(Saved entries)
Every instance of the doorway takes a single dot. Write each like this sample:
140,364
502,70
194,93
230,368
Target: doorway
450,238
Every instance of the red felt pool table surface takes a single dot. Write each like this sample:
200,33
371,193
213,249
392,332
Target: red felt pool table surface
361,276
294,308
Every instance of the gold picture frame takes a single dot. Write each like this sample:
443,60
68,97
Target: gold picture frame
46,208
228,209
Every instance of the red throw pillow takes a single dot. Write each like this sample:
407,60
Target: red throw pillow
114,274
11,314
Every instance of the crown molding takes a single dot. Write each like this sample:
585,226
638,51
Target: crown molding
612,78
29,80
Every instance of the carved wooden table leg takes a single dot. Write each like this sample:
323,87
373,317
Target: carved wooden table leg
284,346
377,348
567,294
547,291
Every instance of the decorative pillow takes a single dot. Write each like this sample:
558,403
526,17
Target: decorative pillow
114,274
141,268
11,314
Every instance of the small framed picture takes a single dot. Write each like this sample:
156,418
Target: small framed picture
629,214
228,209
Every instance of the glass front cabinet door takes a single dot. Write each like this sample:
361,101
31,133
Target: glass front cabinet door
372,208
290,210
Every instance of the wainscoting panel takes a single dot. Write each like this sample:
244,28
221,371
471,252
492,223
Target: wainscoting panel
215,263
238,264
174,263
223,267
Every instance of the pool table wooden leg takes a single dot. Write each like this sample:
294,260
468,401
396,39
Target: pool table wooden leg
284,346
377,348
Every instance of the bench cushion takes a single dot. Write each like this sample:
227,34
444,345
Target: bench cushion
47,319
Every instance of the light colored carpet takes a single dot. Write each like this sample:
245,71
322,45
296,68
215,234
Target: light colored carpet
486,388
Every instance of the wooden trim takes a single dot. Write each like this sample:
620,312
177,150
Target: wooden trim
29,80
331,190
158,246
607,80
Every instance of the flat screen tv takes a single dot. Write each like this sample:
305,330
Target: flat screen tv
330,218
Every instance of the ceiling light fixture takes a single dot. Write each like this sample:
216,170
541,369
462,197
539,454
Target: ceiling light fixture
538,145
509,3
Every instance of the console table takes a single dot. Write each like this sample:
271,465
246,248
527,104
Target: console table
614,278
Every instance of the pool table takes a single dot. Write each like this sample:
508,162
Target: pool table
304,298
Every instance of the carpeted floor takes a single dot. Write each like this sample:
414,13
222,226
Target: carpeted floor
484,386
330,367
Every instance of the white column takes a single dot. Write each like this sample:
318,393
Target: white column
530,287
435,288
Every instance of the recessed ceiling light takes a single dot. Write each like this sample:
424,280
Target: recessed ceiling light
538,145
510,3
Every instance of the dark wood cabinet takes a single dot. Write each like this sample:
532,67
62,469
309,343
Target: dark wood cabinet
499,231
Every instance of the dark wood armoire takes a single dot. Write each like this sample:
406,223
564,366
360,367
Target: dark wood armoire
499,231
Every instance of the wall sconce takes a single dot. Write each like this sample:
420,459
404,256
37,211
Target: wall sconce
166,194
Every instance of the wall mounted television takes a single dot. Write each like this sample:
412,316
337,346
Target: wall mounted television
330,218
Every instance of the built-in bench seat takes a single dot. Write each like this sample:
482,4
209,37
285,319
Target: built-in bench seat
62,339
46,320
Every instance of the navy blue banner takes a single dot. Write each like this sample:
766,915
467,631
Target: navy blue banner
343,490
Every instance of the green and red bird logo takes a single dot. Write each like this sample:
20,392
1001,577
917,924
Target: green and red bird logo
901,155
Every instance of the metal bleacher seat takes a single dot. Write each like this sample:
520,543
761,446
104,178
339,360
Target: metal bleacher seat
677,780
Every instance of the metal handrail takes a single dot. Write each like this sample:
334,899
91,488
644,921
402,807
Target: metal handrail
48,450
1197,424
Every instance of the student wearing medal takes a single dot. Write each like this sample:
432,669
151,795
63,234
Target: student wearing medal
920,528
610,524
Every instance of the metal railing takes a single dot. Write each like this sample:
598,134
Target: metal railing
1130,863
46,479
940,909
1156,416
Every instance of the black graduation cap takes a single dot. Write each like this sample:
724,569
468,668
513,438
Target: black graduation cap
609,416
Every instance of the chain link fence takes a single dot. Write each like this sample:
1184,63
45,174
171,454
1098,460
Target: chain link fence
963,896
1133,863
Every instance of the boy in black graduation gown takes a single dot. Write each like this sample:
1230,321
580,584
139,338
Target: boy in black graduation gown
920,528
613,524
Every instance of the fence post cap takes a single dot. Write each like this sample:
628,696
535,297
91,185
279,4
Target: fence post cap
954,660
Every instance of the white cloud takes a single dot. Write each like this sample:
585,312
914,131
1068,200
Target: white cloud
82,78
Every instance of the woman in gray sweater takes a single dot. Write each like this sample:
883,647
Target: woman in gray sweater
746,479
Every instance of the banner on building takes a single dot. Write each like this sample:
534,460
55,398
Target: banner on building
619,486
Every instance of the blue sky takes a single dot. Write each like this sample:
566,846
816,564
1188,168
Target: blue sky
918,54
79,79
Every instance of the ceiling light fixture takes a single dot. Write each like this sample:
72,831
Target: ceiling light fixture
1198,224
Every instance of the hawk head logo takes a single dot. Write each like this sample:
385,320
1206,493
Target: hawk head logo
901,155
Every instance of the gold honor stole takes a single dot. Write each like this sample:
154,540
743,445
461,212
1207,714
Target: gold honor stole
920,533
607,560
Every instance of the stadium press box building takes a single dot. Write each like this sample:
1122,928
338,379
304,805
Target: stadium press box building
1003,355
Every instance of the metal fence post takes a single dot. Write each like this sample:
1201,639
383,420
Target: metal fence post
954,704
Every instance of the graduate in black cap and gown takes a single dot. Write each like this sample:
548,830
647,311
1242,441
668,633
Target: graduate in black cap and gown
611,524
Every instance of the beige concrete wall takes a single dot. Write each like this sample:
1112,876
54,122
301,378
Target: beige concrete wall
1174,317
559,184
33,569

Problem to solve: Output, unchanged, the lines from the line with "Every instance of the blue" through the final line of the material.

Full output:
Every instance of the blue sky takes a single dot. Write each like this sample:
566,846
816,564
1188,168
Target: blue sky
918,54
79,79
Every instance of the ceiling light fixture takes a single dot. Write each like this sample:
72,831
Target: ceiling light fixture
1198,224
Every instance of the hawk head logo takes a single dot. Write each like this sample:
385,320
1206,493
Target: hawk head logo
901,155
Every instance of the gold honor stole takes a single dot. Write each like this sample:
154,540
743,445
461,212
1207,714
Target: gold honor stole
920,533
607,560
Every instance of the stadium press box building takes a single dot. Write each like this sample:
1122,928
338,379
304,805
Target: stadium press box building
1003,355
Every instance of the metal fence post takes a single dot. Write each like this sample:
1201,639
383,420
Target: metal fence post
954,704
Every instance of the graduate in black cap and gown takes a single dot. Write each like this sample:
548,830
647,311
1242,441
668,633
Target: graduate in black cap and gown
611,524
Every instance of the beige concrete wall takes a single dot. Write each like this sample:
1112,876
54,122
301,378
Target: beige concrete wall
1174,317
559,184
33,569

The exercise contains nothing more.